Short task
Update the stretch of the A.I.R. album passage from "A.I.R. is the" through "of 182,477 copies.", replacing "Giza Studio" with "the Giza Studio label", and give it again.

Text passage
────────

Studio album by Rina Aiuchi
- Released: 15 October 2003
- Recorded: 2002–2003
- Genre: J-pop
- Length: 69 minutes
- Label: Giza Studio
- Producer: Rina Aiuchi, Kanonji

Rina Aiuchi chronology
| Power of Words (2002) | A.I.R. (2003) | Playgirl (2004) |

Singles from A.I.R
- "Sincerely Yours" Released: August 11, 2002; "Deep Freeze" Released: November 20, 2002; "Kaze no Nai Umi de Dakishimete" Released: January 15, 2003; "Full Jump" Released: May 14, 2003; "Over Shine" Released: July 30, 2003; "Kūki" Released: October 15, 2003;

= A.I.R. (Rina Aiuchi album) =

A.I.R. is the third studio album by Japanese singer and songwriter Rina Aiuchi. It was released on October 15, 2003 through Giza Studio. The title of the album stands for Aiuchi Infinity Rina. The album consists of six previous released singles. The single Kuuki has received renewed version under title Album version. The album charted #1 rank in Oricon during its first week. It charted for nine weeks and sold a total of 182,477 copies.

────────

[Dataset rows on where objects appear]

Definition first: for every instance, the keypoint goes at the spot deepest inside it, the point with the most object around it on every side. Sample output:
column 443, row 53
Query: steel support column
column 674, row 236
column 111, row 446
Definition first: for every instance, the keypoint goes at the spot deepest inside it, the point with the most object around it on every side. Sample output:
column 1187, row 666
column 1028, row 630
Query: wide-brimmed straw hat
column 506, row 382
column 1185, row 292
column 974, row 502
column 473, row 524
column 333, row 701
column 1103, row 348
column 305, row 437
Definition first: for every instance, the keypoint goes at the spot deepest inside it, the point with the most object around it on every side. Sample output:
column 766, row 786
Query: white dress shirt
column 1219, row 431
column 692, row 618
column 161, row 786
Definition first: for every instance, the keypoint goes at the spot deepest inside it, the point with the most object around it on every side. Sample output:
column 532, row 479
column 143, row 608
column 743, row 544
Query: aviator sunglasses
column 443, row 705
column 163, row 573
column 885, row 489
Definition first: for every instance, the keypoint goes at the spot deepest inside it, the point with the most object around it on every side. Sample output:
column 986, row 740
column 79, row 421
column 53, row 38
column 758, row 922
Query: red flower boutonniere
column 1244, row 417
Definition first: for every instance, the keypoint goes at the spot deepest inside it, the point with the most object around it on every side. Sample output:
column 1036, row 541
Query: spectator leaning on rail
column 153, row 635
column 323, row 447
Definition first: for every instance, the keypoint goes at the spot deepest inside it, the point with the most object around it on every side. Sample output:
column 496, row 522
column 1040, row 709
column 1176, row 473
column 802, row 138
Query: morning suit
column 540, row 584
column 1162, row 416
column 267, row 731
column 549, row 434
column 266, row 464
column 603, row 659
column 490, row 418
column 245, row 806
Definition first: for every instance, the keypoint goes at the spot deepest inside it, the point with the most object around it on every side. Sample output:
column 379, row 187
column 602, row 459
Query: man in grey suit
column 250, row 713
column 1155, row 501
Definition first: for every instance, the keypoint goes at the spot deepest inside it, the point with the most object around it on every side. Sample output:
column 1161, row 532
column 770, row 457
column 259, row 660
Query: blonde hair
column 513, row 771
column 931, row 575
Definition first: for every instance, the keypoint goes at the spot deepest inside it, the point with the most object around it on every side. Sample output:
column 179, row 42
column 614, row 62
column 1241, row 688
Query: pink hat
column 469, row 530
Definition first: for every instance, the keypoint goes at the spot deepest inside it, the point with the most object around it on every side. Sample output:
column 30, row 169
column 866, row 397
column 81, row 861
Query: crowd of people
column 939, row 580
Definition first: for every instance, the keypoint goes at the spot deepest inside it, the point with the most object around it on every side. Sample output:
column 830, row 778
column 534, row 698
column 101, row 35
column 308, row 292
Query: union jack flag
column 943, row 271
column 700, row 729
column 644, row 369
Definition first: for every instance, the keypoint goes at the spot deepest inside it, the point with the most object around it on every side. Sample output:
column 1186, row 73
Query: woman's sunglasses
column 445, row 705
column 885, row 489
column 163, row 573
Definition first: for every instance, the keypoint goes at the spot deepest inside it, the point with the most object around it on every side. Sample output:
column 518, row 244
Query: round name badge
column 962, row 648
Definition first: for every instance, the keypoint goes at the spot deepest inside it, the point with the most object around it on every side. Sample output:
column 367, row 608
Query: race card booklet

────────

Full response
A.I.R. is the third studio album by Japanese singer and songwriter Rina Aiuchi. It was released on October 15, 2003 through the Giza Studio label. The title of the album stands for Aiuchi Infinity Rina. The album consists of six previous released singles. The single Kuuki has received renewed version under title Album version. The album charted #1 rank in Oricon during its first week. It charted for nine weeks and sold a total of 182,477 copies.